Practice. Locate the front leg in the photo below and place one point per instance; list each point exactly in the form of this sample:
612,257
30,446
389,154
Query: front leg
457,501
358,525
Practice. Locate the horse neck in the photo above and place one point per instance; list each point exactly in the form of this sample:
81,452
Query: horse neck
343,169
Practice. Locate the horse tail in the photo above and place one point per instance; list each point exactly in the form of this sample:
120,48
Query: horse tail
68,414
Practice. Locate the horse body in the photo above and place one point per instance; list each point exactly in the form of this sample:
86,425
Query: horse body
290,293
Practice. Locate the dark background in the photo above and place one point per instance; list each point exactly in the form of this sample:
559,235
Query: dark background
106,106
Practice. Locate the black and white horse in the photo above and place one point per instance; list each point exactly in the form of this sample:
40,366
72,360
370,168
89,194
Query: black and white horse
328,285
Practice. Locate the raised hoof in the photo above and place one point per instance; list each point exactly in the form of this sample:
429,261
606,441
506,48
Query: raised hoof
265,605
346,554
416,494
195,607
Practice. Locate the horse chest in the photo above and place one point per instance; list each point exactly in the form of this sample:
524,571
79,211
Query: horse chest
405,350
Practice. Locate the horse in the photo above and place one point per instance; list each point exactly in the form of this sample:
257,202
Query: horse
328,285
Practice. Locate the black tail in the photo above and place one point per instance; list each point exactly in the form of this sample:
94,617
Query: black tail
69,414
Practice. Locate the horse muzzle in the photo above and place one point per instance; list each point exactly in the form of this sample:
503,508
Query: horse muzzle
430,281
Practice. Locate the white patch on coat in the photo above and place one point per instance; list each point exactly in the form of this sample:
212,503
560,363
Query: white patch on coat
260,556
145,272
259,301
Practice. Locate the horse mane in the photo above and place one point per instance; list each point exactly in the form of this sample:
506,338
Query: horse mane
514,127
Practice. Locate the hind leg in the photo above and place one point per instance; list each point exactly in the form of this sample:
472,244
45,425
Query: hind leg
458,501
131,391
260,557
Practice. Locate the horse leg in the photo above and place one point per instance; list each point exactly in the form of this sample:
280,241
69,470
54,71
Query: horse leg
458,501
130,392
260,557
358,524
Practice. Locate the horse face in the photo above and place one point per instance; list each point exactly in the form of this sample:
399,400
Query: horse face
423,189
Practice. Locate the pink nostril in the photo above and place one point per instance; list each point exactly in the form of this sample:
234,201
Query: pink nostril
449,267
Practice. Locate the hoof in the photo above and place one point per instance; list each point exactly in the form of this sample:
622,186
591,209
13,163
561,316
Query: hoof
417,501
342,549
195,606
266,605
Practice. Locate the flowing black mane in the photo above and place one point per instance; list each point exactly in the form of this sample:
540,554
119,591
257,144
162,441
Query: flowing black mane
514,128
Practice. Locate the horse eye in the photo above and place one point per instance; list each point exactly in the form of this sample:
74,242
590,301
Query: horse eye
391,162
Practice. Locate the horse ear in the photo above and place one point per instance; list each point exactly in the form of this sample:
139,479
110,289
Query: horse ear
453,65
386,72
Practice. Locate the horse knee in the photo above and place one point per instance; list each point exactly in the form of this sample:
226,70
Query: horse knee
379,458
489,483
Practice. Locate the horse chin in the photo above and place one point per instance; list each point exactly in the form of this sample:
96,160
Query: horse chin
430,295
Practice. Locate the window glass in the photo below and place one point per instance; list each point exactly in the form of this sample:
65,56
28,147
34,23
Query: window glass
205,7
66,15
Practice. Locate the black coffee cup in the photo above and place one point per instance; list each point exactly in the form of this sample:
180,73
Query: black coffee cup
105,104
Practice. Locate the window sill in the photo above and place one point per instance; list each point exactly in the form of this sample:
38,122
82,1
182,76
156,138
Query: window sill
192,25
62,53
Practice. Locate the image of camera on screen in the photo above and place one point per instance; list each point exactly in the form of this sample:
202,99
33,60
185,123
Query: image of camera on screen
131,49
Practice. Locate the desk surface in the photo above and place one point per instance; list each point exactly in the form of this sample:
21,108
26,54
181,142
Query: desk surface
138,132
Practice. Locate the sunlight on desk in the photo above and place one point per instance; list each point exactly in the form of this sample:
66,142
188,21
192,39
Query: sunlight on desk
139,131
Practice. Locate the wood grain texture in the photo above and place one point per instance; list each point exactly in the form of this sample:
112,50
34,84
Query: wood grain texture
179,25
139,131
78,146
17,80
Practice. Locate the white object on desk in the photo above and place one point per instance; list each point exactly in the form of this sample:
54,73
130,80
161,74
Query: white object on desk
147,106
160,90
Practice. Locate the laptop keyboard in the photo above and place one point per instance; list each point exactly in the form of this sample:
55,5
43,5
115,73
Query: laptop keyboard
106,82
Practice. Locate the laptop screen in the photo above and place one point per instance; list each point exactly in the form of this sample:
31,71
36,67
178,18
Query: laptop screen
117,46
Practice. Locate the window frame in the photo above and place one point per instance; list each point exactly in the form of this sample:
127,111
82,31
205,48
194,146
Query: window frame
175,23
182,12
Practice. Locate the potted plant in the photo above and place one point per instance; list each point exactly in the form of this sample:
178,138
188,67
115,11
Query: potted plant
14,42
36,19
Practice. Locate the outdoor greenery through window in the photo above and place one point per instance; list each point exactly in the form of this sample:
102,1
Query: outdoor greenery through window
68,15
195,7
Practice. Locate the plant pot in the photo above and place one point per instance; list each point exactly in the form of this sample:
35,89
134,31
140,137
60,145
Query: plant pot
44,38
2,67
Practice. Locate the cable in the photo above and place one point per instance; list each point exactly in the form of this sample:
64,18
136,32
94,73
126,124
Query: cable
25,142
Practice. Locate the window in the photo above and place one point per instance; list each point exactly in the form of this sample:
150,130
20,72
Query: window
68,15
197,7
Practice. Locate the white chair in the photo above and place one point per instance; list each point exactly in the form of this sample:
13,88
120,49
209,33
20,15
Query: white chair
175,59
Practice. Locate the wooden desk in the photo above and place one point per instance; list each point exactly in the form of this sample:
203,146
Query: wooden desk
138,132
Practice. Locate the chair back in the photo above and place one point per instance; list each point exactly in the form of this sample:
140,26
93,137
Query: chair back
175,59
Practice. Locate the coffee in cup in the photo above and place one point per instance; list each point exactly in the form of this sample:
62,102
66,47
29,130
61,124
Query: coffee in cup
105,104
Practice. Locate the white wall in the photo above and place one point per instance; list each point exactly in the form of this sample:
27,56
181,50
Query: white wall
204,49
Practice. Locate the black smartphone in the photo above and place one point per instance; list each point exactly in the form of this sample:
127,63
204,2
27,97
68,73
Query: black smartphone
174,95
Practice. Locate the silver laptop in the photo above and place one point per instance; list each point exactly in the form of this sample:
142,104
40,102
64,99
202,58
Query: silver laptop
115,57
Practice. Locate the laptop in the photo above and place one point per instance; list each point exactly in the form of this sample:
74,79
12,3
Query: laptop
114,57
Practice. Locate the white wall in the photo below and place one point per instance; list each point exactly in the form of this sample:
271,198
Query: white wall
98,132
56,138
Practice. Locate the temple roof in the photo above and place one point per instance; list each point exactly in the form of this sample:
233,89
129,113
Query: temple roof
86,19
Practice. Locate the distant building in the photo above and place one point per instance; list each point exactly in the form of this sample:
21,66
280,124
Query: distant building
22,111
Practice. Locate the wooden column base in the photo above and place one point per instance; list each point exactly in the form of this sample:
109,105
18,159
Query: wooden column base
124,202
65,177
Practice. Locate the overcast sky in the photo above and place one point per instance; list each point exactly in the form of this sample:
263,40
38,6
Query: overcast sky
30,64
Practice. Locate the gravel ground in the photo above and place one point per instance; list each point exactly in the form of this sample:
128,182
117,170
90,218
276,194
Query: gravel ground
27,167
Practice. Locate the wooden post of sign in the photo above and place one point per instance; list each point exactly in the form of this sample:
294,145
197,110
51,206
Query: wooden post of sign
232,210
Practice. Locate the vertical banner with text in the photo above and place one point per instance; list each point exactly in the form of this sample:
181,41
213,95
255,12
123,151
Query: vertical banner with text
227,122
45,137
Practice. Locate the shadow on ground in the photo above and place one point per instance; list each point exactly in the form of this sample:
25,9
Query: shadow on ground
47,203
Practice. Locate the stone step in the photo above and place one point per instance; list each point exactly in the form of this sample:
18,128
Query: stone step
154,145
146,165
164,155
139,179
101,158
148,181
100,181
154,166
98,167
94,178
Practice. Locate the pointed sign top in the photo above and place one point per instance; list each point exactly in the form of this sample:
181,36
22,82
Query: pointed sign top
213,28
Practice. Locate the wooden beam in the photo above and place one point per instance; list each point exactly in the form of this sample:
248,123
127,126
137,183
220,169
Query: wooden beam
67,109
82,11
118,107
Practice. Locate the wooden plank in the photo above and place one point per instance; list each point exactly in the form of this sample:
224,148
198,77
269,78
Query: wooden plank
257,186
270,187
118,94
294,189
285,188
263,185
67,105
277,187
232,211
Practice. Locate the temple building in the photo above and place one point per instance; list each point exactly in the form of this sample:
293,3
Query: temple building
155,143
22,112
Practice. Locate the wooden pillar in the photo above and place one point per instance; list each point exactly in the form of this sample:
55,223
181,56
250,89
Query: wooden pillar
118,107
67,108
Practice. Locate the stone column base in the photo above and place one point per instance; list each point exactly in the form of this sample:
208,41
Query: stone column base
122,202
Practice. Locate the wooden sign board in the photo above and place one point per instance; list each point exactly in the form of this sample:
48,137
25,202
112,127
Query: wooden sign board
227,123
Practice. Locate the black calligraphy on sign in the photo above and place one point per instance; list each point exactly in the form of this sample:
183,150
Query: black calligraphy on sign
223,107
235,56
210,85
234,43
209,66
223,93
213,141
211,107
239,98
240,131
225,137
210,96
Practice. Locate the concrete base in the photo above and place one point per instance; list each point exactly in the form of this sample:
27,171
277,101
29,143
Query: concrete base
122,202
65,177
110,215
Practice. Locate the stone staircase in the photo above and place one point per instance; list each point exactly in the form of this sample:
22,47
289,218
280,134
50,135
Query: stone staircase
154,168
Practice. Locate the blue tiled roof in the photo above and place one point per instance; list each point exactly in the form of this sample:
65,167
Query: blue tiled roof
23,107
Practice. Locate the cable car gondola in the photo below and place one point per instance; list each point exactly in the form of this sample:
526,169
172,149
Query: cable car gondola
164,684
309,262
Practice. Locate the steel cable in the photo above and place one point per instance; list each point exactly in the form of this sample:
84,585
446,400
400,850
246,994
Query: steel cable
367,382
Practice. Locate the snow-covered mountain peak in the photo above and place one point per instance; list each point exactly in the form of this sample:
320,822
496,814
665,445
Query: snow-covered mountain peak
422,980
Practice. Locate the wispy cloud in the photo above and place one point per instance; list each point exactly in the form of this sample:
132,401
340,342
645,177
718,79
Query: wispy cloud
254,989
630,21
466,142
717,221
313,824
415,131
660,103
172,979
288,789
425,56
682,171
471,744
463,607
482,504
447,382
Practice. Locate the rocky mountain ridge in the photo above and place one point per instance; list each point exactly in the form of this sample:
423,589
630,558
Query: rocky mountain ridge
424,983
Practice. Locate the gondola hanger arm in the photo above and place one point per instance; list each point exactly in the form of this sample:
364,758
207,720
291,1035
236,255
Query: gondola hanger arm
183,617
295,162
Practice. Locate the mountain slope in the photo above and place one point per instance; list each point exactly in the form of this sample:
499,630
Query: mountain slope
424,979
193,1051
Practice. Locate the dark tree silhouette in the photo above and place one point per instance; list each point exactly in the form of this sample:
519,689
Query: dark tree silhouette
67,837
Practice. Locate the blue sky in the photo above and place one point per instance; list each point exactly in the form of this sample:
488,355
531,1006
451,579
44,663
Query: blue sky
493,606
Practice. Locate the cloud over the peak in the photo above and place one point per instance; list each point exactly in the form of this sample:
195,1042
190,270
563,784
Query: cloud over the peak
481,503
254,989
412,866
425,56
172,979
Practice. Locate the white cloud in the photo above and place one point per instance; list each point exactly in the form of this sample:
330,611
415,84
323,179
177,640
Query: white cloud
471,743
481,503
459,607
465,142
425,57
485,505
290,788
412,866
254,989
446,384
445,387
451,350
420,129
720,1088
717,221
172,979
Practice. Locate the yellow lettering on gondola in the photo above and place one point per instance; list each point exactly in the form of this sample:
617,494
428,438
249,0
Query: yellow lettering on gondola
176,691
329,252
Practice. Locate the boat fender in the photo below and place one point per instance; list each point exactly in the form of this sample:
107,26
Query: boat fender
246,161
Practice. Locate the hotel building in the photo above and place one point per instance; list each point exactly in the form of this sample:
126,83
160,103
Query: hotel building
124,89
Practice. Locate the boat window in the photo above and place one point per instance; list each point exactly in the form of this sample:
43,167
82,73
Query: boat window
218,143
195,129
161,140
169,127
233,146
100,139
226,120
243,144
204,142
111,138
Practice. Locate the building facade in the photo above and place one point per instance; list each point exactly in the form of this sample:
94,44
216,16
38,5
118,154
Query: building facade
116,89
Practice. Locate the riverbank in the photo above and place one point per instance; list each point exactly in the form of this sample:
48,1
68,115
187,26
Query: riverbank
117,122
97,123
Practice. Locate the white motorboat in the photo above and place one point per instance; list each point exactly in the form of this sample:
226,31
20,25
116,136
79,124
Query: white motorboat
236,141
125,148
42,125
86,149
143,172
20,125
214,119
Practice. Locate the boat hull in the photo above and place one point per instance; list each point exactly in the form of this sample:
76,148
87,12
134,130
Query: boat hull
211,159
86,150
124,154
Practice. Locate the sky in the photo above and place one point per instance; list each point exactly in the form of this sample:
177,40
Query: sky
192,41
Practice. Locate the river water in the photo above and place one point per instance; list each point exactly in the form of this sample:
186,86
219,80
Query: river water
....
The problem:
A single number is required: how many lines in these records contain "water".

Written answer:
2